> _WHAT TO PRODUCE_
From the data below, retype exactly the lines starting with the one that contains "Put a dot on each instance of the snow bank" and ending with the one that contains "Put a dot on each instance of the ford", both included.

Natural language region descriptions
....
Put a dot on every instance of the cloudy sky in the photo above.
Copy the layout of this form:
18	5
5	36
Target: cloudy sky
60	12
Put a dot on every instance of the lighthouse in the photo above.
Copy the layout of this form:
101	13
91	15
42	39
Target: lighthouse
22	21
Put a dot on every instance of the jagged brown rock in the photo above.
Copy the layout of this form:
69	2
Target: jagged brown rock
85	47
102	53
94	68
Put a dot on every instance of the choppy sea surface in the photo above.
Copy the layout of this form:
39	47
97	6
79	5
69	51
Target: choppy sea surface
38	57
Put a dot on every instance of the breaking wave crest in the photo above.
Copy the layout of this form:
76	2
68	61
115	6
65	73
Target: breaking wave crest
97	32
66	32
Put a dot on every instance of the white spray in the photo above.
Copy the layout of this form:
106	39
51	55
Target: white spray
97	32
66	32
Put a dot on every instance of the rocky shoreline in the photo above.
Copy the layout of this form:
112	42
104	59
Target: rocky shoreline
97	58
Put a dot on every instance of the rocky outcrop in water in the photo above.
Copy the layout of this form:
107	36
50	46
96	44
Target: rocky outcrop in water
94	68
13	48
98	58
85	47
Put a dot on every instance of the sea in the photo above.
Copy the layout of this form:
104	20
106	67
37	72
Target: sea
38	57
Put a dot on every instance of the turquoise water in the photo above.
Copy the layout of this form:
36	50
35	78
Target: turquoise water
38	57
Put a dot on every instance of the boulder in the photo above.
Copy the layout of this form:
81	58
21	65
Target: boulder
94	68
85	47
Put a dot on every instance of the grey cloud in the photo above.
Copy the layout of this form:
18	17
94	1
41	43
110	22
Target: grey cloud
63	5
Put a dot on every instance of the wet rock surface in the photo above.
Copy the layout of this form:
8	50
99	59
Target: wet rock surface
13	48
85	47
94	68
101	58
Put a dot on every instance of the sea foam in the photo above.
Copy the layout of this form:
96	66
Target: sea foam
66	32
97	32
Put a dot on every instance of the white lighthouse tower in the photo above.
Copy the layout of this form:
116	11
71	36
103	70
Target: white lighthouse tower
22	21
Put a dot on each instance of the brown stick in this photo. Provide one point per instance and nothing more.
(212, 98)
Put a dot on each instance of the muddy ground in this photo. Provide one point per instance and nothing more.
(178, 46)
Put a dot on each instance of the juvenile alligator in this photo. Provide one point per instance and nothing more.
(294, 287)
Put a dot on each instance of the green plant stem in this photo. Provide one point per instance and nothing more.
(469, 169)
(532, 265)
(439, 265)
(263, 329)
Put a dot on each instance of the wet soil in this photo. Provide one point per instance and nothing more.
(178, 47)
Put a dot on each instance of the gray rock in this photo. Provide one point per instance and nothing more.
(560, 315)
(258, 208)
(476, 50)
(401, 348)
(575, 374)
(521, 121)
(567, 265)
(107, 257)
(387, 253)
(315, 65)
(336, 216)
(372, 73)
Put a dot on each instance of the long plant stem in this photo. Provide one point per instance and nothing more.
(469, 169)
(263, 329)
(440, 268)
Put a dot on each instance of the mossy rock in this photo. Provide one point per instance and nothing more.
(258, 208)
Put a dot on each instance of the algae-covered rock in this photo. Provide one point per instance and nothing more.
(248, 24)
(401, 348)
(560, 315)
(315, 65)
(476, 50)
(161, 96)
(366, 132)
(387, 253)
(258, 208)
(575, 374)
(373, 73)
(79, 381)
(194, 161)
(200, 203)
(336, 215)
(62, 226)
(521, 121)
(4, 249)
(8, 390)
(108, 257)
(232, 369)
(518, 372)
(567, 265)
....
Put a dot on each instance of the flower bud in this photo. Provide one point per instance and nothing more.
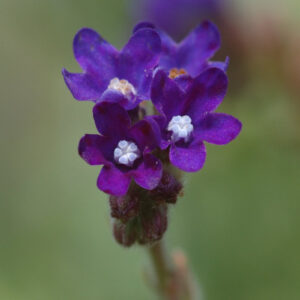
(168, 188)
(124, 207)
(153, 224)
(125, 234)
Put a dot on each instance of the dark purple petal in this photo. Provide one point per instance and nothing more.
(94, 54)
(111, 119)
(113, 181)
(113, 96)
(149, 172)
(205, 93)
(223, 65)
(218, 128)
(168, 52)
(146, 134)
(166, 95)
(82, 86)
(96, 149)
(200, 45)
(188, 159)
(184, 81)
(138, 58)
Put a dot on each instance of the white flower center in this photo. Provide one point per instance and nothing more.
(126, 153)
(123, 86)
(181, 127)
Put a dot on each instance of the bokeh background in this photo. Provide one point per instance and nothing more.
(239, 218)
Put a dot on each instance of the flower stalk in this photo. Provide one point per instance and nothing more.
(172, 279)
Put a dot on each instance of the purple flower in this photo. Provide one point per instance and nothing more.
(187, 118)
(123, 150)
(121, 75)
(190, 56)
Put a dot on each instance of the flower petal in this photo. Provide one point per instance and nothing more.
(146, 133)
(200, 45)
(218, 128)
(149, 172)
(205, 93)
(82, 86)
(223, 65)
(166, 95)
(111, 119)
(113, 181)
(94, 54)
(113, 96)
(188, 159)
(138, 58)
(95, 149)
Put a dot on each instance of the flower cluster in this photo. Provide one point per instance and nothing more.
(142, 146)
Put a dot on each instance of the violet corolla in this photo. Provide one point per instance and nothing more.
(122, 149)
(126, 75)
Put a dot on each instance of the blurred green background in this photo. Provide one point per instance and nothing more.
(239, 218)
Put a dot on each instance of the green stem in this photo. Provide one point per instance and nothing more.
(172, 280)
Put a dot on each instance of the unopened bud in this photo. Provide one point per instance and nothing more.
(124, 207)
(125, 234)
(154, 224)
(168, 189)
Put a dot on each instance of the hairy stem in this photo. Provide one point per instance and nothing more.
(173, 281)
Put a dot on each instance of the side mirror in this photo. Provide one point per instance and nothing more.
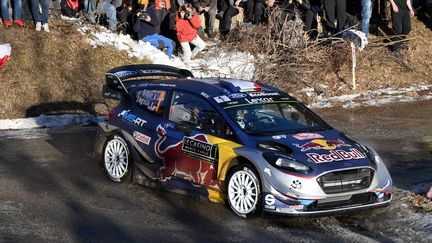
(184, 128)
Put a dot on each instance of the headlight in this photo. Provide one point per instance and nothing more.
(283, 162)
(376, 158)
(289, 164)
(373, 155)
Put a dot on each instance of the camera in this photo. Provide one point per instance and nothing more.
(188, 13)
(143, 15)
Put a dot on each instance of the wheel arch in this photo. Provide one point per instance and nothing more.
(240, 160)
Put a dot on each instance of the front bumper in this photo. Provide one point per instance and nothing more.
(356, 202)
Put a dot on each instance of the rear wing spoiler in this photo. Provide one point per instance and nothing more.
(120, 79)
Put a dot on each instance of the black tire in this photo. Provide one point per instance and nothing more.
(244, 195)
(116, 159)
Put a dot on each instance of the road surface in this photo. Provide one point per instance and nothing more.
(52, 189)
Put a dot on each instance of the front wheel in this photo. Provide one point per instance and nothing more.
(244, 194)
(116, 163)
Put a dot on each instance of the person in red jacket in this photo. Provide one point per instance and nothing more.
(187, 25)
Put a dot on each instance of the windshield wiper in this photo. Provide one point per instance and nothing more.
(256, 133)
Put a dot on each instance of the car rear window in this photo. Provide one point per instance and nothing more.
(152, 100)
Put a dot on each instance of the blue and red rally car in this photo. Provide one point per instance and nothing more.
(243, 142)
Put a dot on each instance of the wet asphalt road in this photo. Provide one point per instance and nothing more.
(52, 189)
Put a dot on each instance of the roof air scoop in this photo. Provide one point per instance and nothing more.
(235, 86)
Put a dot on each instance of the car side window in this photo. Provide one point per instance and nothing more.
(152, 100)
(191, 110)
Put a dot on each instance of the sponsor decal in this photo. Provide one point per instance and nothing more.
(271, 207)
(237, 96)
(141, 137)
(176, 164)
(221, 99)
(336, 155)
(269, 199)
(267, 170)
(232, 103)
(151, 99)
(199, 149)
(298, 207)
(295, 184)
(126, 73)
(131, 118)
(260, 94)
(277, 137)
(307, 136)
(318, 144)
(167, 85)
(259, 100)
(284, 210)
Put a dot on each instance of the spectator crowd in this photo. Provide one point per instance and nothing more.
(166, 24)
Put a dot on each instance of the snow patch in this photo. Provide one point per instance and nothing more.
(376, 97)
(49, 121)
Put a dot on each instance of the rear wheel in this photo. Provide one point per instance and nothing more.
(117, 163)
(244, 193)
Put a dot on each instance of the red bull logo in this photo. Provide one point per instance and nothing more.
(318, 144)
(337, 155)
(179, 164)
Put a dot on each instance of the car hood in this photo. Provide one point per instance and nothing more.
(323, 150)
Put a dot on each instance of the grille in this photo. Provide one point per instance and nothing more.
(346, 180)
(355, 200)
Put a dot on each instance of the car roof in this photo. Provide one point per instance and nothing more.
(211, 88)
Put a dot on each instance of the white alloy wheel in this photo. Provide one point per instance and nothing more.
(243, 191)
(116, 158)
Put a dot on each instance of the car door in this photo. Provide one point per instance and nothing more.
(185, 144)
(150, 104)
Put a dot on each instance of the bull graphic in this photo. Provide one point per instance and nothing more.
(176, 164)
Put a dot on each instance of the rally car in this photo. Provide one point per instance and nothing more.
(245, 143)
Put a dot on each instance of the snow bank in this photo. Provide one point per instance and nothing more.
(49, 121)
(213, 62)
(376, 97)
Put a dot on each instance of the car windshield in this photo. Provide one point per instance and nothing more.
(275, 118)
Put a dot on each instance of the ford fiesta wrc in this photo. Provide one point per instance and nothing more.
....
> _TASK RESPONSE_
Put a dot on each instance of the snow bank in this photo. Provide one point per instance and nothing more.
(49, 121)
(213, 62)
(376, 97)
Put a dot on each instance of the car windshield in this photo. Provide one point per instance and nothing more.
(275, 118)
Put a dot on each instance of the ford fiesta wrc in this photo. Provide one point per instance and nothing more.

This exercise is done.